# Input:
--- START ---
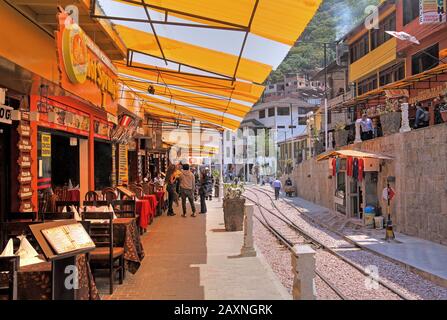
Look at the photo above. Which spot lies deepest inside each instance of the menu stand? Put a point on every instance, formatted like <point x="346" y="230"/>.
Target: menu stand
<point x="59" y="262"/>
--- END ---
--- START ---
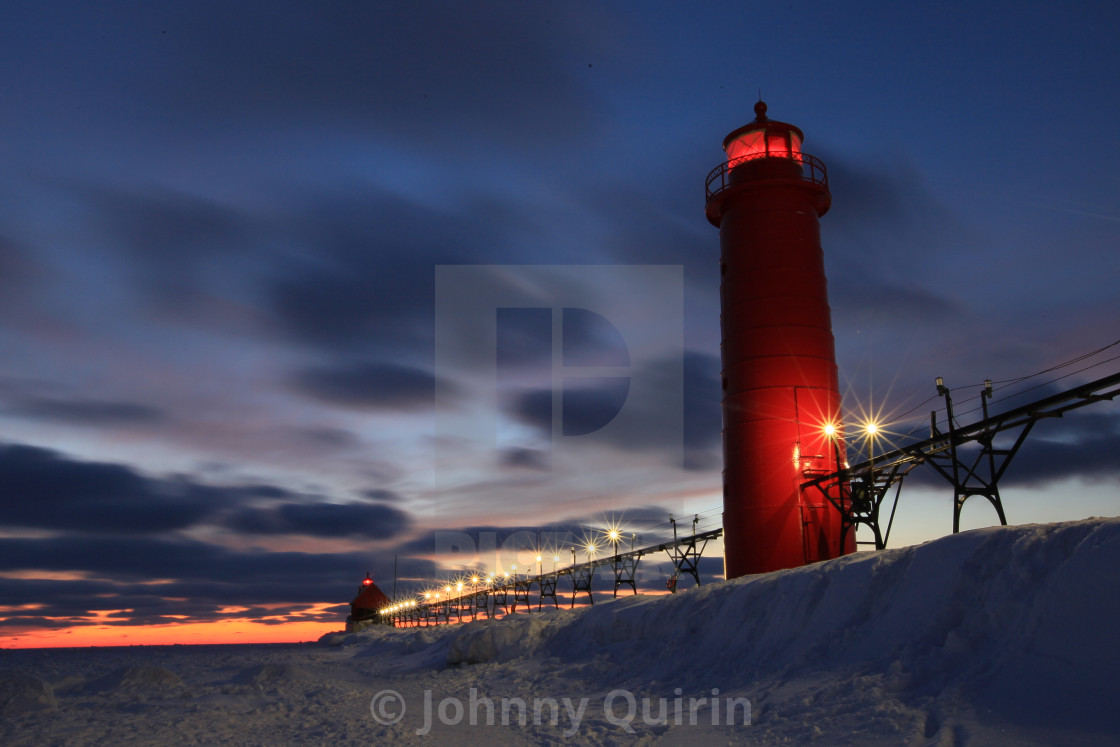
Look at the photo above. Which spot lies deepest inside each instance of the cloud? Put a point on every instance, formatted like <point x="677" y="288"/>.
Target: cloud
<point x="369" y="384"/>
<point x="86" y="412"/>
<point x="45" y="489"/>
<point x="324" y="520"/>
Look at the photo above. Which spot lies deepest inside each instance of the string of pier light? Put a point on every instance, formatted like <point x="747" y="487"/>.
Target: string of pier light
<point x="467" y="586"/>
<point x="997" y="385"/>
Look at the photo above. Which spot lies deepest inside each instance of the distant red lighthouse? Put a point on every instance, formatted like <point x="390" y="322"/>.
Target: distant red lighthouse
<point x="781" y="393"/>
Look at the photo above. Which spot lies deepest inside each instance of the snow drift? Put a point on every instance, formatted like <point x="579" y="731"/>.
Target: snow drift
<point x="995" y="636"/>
--- END ---
--- START ---
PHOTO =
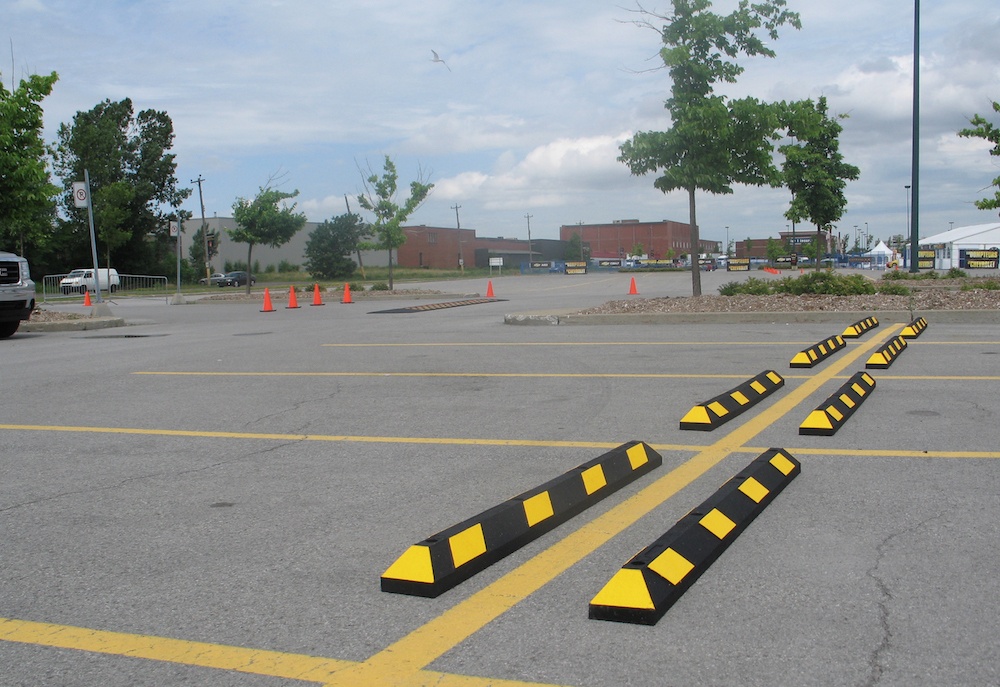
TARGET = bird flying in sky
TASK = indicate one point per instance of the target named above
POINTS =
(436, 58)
--- END ---
# Task objective:
Looking at the records, how many of the lines contain the string "every"? Only the number should be given.

# Written solution:
5